** START OF Records shown **

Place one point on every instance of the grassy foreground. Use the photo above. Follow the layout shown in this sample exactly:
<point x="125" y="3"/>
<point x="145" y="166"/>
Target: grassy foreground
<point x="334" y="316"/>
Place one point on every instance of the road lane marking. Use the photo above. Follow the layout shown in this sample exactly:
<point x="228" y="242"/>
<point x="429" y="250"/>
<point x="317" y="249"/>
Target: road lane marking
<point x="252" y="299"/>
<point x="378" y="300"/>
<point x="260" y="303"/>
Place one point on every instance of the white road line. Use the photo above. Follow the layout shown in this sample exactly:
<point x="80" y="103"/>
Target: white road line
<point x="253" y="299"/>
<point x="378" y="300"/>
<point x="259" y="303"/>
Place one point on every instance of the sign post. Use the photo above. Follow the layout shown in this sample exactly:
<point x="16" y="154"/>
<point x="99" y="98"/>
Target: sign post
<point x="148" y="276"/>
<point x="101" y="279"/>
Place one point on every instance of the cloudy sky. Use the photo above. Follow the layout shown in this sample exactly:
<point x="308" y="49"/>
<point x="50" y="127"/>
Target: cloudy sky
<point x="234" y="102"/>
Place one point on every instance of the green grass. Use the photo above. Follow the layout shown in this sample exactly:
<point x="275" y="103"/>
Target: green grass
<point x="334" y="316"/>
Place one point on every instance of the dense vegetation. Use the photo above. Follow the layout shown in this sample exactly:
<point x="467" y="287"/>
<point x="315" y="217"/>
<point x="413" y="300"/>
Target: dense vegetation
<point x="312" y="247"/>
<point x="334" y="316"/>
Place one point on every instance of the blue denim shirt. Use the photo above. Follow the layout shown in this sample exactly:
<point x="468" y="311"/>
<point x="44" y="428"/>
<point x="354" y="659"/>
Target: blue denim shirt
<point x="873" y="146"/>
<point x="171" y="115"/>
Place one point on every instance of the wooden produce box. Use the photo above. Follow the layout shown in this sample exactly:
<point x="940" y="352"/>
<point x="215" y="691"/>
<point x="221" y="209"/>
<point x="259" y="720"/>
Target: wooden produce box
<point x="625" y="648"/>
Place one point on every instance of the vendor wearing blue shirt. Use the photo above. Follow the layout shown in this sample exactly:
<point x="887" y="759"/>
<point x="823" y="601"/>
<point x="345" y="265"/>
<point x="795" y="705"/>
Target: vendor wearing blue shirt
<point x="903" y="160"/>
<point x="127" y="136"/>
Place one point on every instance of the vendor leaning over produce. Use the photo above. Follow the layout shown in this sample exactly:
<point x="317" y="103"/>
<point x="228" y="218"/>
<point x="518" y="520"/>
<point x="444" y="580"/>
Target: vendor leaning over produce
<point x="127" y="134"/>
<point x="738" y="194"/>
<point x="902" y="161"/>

** END OF Records shown **

Required task: Convert every line of the material above into a JSON list of strings, with one string per line. Leave out blank lines.

The result:
[
  "Place one point on every instance of the grassy foreground. Use the photo above. Follow the layout shown in this sample exactly:",
  "<point x=\"125\" y=\"3\"/>",
  "<point x=\"145\" y=\"166\"/>",
  "Target: grassy foreground",
  "<point x=\"334\" y=\"316\"/>",
  "Place one point on every instance of the road lane marking. Use the photo above. Follow the layout shown in this sample exactly:",
  "<point x=\"228\" y=\"242\"/>",
  "<point x=\"429\" y=\"250\"/>",
  "<point x=\"317\" y=\"249\"/>",
  "Target: road lane marking",
  "<point x=\"252\" y=\"299\"/>",
  "<point x=\"378\" y=\"300\"/>",
  "<point x=\"260\" y=\"303\"/>",
  "Place one point on every instance of the white road line. Use the photo above. Follow the layout shown in this sample exactly:",
  "<point x=\"80\" y=\"103\"/>",
  "Target: white road line",
  "<point x=\"253\" y=\"299\"/>",
  "<point x=\"378\" y=\"300\"/>",
  "<point x=\"259\" y=\"303\"/>",
  "Place one point on every instance of the sign post. Use the photo above. Follow the layout shown in this sample exactly:",
  "<point x=\"16\" y=\"154\"/>",
  "<point x=\"99\" y=\"98\"/>",
  "Target: sign post",
  "<point x=\"148\" y=\"276\"/>",
  "<point x=\"101\" y=\"279\"/>",
  "Place one point on every instance of the cloudy sky. Use the photo above. Follow the layout shown in this sample exactly:",
  "<point x=\"308\" y=\"49\"/>",
  "<point x=\"50\" y=\"127\"/>",
  "Target: cloudy sky",
  "<point x=\"234\" y=\"102\"/>",
  "Place one point on every instance of the green grass. Use the photo above. Follow the layout shown in this sample exactly:",
  "<point x=\"275\" y=\"103\"/>",
  "Target: green grass",
  "<point x=\"334\" y=\"316\"/>",
  "Place one point on every instance of the dense vegetation. Use the photo above. Follow the layout shown in this sample exactly:",
  "<point x=\"467\" y=\"287\"/>",
  "<point x=\"315\" y=\"217\"/>",
  "<point x=\"413\" y=\"300\"/>",
  "Target: dense vegetation",
  "<point x=\"312\" y=\"247\"/>",
  "<point x=\"334\" y=\"316\"/>",
  "Place one point on every instance of the blue denim shirt. Use the photo above. Follow the layout shown in this sample exactly:",
  "<point x=\"468\" y=\"311\"/>",
  "<point x=\"44\" y=\"428\"/>",
  "<point x=\"354\" y=\"659\"/>",
  "Target: blue denim shirt",
  "<point x=\"873\" y=\"146\"/>",
  "<point x=\"171\" y=\"115\"/>",
  "Place one point on every instance of the wooden produce box. Use the photo above. Follow the layout shown in this sample exactly:",
  "<point x=\"940\" y=\"352\"/>",
  "<point x=\"215\" y=\"691\"/>",
  "<point x=\"221\" y=\"209\"/>",
  "<point x=\"259\" y=\"720\"/>",
  "Target: wooden produce box",
  "<point x=\"625\" y=\"648\"/>",
  "Place one point on every instance of the vendor wearing blue shirt. Use the photo above. Follow the layout shown in this sample exactly:",
  "<point x=\"887\" y=\"759\"/>",
  "<point x=\"823\" y=\"601\"/>",
  "<point x=\"345\" y=\"265\"/>",
  "<point x=\"795\" y=\"705\"/>",
  "Target: vendor wearing blue shirt",
  "<point x=\"903\" y=\"160\"/>",
  "<point x=\"127\" y=\"136\"/>",
  "Place one point on every instance of the vendor leaning over produce. Use the photo above. Follow the layout shown in this sample exactly:",
  "<point x=\"317\" y=\"103\"/>",
  "<point x=\"228\" y=\"218\"/>",
  "<point x=\"518\" y=\"520\"/>",
  "<point x=\"444\" y=\"580\"/>",
  "Target: vendor leaning over produce",
  "<point x=\"127\" y=\"134\"/>",
  "<point x=\"738\" y=\"194\"/>",
  "<point x=\"902\" y=\"161\"/>"
]